Stated task
Resume the passage on geolocating objects from crowdsourced street-level imagery, picking up right after its last sentence.

Provided passage
:::::

We executed steps two and three in collaboration with Mapillary (2019), a technology company dedicated to creating crowdsourced street view maps. Mapillary provides an engine that automatically processes uploaded images, including a user interface to walk from one image to the next and, thus, ultimately throughout the entire city. The left side of Fig. 4.2 depicts the interface that is accessible to the public. The images are further processed using computer vision and object recognition algorithms, of which many have been developed and optimized by the Mapillary research teams (Bulo and Kontschieder 2016; Bulo et al. 2017; Cariucci et al. 2017; Neuhold et al. 2017). The algorithms segment the images and add semantic information to different parts of the visual field.

The field of computer vision and object recognition has made significant strides in recent years by using deep-learning algorithms to perform image segmentation (Krylov et al. 2018). However, these techniques are not yet perfect and the resulting semantic information extracted from images is often only an approximation to reality. For street-level data, this is especially the case for areas that differ from the data that were used to train the object recognition classifier. Nevertheless, the algorithms are able to recognize core properties in the imagery, as depicted in the right inset panel of Fig. 4.2.

When the same object is recognized in several images, it can be geolocated uniquely in space. Figure 4.3 shows an example where a single store sign is recognized in six different images located in the right inset, three of which are shown in the left inset panel. The task of geolocating objects from different images at street level involves several major technical challenges. Besides aggregating the same object present in several images, the main challenge in processing crowdsourced street-level data is the varying qualities of the imagery, such as blurring or restricted field of view, and variability in camera positions. The latter is important, since high-quality geolocation depends on the camera position relative to the object in the field of view for accurate triangulation and location (Krylov and Dahyot 2018).

Despite these challenges, the engine was able to geolocate almost 12,000 objects in the small town of Puerto Baquerizo Moreno, including 777 trash cans, 343 store signs, 412 advertisement signs, and 224 driveways. These are the classes of objects that we use in the next section to derive the functions of certain parts of the town and to exemplify the conclusions that can be drawn from these methods, as they continue to improve.

:::::

Recorded data
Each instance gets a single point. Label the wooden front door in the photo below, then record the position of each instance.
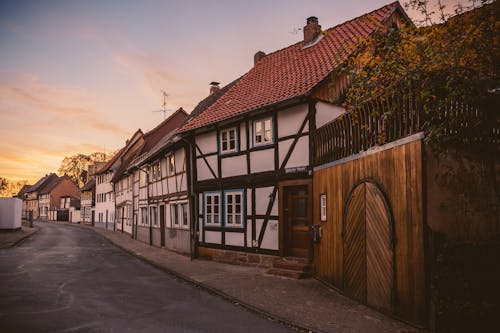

:::::

Result
3 Deriving Urban Functions from Object Statistics

The collection of data and the identification and localization of objects in space provides a basic functional mapping of an urban area. The spatial distribution of different classes of objects makes it possible to study the location and functions of different districts. For example, the density distribution of store signs in Fig. 4.4b shows the areas in Puerto Baquerizo Moreno that provides a range of specific services, typically associated with tourism (Andrade and Ferri 2019).

Figure 4.4 shows two object–class density distributions that are good indicators of residential areas: the distributions of trash cans and driveways (subfigures (a) and (c)). Trash cans in residential areas of Puerto Baquerizo Moreno are standardized vessels with a unique shape and color combination. Each household is required to have their trash cans outside of the building, close to the street for easy access for trash collectors. They additionally serve as public trash bins. The trash bins in tourist areas are different, not as prominently placed, and often obfuscated. The segmentation engine has problems identifying them as such, but this is also a clear sign of a different look and function and of an intentional effort to deal with the issue differently. The waterfront area with the most tourist services is much denser than the rest of the town. The buildings are often located next to the street and not set back. This is indicated by the abundance of driveways in the residential area in the northeast and their absence in the denser locations, such as the area central of the town toward the sea. Figure 4.4c depicts this clearly.

The last indicator we want to point out in this study is the distribution of advertisement signs. Their spatial distribution is depicted in Fig. 4.4d. According to the density distributions of advertisement signs, there are three main patterns specific to places with a large accumulation of advertising signs. The first pattern is where most tourists spend their time within the town and also where most restaurants and tourist services are located, corresponding to the highest density of store signs in Fig. 4.4b.

The second area with a high density of advertisements consists of the main thoroughfares that cut through the town from east to west, each a one-way street. Within the town, these are the streets where most shops frequented by locals are located. The main street also connects further to the only other settlement on the island and is the only street that cuts through the San Cristóbal from east to west. This road constitutes the main axis in the town, together with the street that is orthogonal to it and starts at the airport on the left of the map. However, these signals are not as clear as for other indicators.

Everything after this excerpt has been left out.